EXTRACTED TEXT.
»»

I have wooden pellet litter, I think I might spray the pellets with a light spray of water so that it turns more powdery!

Thank you


----------



## spotty cats

We use wood pellets, the kittens are fine with them


----------



## carly87

No need to spray the litter. Just make sure to put their wees in there, or,e ven better, scoop some wee from mum's tray and put it there to help them learn by smell what they need to do. My kittens don't like wood pellets, but I do accept that my breed... Ok, I admit it... My cats... Are incredibly fussy and generally get things rearranged to suit themselves.


----------



## leashedForLife

.
.
clean EMPTY cardboard boxes, to fill the space beneath the bed, will keep them from hiding / pooping / peeing / chewing cords, etc, under the bed & out of sight.
.
use stink-free boxes that don't come from a grocery or liquor store [less chance of cockroach eggs coming along in them] - case-sized boxes used for 8.5 x 11 paper packs, from a copy-store, are great, they are sturdy, clean, & have lids.
Cut the sides lower if U must, to get them beneath the bed - don't cut the lids down, only sidewalls. 
.
.
.


----------



## OrientalSlave

leashedForLife said:


> less chance of cockroach eggs coming along in them


They are much rarer in the UK than the US


----------



## SpringDance

OrientalSlave said:


> They are much rarer in the UK than the US


Rarer? You mean there's a possibility?!


----------



## leashedForLife

OrientalSlave said,

[Cockroaches] are much rarer in the UK than the US.
_________________________
.
.
'rare' is not 'none', & coward that i am - having learned how bl**dy hard they are to get rid of, vs prevent! - i'd err on the side of caution. 
.
boxes from other than groceries & liquor stores are safer -
just don't choose stinky boxes, such as former detergent packaging, or toxics packaging - pest sprays, slug-bait, fertilizer, etc. // Clean, empty, not smelly. 
.
.
.


----------



## QOTN

SpringDance said:


> Rarer? You mean there's a possibility?!


The thought gives me the creeps but I believe many restaurants and other food outlets have cockroaches when they are inspected by Local Authority inspectors. A friend of mine had that job.


----------



## Michebe

I really really hate creepy crawlies of any sort, luckily maggi has decided all insects must be eaten so im hoping there will be less spiders around this autumn, but lots more pics please as i doubt i will ever have kittens myself


----------



## OrientalSlave

SpringDance said:


> Rarer? You mean there's a possibility?!

««

WORK TASK 1.
In the forum thread about kitten litter, which boxes from a copy store does leashedForLife recommend for filling the space under the bed?
WORK TASK 2.
Please pick up the forum thread about kitten litter and cockroaches after its last line and continue it.
The listing is not needed.

Records from a data source.
»»

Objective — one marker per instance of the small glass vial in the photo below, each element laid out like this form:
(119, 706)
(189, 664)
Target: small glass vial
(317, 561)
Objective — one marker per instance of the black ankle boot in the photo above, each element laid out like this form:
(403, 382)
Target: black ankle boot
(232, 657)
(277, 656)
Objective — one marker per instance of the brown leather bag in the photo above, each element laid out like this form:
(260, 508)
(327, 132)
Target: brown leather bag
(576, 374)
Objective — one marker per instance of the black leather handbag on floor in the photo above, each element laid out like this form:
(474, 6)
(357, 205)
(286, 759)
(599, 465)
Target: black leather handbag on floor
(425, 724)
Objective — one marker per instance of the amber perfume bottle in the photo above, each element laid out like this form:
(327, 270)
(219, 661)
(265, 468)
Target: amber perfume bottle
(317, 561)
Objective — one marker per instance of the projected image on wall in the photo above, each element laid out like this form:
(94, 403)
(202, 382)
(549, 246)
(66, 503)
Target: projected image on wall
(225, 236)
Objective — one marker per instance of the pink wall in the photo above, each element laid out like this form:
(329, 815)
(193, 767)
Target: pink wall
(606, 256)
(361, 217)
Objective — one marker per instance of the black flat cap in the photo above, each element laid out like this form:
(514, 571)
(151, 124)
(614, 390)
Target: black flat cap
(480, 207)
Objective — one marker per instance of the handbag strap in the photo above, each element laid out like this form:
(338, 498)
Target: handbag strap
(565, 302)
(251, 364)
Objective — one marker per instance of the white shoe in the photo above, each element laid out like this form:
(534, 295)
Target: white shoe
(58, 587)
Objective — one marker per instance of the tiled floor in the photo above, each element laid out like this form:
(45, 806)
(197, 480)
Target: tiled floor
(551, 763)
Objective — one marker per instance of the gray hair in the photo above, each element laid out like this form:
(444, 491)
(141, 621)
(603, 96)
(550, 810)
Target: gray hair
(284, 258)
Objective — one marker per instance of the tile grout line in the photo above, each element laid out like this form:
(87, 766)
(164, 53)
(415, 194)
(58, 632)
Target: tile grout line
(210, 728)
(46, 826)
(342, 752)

««

ANSWER BOX 1.
Case-sized boxes used for 8.5 x 11 paper packs.

ANSWER BOX 2.
Yes! But since:

_"Cockroaches are rarely able to survive out of doors in the British climate, but thrive around the heating ducts and boiler rooms of large centrally heated buildings e.g. hospitals, bakeries, hotels and restaurant kitchens, and blocks of flats. They cluster around pipes, stoves, and sinks, especially in humid areas, and will often remain hidden during the day"_​
they aren't the problem they are in the US, unless of course global warming takes a hand.


----------



## Marmitepepsi

Here's some recent pics of the little monkeys!
Weight at 4 weeks-
1 - 570g
2 - 548g
3 - 605g 
4 - 539g
5 - 531g
6 - 546g
7 - 530g


----------



## SusieRainbow

Adorable - the gingers are so cute - and the tortie - and the black and black and whiite one - !!! They really look as though their personalities are shining through now.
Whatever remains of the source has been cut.